● Exercise requirements: Locate each line of the material that contains "step", then return it.

● Dataset:
▼
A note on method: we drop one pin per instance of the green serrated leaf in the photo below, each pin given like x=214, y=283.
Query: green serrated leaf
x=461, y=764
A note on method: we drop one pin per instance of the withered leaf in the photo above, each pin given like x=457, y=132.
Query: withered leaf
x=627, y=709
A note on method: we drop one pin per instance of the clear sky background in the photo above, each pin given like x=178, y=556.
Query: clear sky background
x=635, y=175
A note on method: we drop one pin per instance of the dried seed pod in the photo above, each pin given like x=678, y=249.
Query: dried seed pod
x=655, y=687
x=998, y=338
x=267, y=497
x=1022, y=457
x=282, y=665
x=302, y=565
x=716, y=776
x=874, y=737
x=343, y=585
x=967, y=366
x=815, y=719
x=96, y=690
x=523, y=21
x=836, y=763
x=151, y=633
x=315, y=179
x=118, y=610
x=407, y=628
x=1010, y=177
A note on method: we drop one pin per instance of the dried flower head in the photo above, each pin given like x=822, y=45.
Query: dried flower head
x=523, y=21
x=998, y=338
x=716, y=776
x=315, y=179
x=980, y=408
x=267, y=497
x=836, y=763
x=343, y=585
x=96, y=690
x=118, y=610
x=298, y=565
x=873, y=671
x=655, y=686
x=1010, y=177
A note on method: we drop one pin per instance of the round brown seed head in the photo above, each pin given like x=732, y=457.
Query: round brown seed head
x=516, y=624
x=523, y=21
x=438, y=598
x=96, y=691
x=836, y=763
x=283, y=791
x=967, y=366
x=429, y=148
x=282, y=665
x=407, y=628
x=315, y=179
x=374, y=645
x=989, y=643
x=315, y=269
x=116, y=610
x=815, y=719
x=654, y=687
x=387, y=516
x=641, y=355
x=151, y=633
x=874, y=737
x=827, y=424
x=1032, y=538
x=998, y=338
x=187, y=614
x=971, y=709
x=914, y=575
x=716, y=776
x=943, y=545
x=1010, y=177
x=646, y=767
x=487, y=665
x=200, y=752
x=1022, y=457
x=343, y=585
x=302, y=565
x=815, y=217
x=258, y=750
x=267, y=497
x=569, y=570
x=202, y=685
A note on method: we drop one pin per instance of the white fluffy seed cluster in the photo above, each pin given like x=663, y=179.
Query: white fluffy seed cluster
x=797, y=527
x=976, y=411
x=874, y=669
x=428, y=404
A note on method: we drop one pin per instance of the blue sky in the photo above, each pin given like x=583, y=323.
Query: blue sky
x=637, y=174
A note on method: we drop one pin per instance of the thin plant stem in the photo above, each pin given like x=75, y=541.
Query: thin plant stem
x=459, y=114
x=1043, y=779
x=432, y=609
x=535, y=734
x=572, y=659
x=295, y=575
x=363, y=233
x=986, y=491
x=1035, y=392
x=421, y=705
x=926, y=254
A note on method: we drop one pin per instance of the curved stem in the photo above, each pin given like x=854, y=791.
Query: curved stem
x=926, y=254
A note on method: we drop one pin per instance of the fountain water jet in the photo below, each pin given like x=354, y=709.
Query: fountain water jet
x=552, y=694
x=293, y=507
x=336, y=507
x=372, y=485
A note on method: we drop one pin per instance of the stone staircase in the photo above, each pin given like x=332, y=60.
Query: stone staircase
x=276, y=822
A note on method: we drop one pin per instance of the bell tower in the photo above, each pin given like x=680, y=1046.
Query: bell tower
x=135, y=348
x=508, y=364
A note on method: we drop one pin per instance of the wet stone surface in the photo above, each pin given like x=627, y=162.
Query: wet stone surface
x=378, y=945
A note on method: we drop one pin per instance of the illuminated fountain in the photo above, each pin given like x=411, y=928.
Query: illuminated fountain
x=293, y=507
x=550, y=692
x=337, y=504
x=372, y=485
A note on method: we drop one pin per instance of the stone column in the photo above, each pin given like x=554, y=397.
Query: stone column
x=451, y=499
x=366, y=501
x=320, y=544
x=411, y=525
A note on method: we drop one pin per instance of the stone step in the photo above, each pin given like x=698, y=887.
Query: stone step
▲
● Problem solution:
A note on method: we drop one pin per instance of the stone step in the photo above, each pin given like x=698, y=887.
Query: stone step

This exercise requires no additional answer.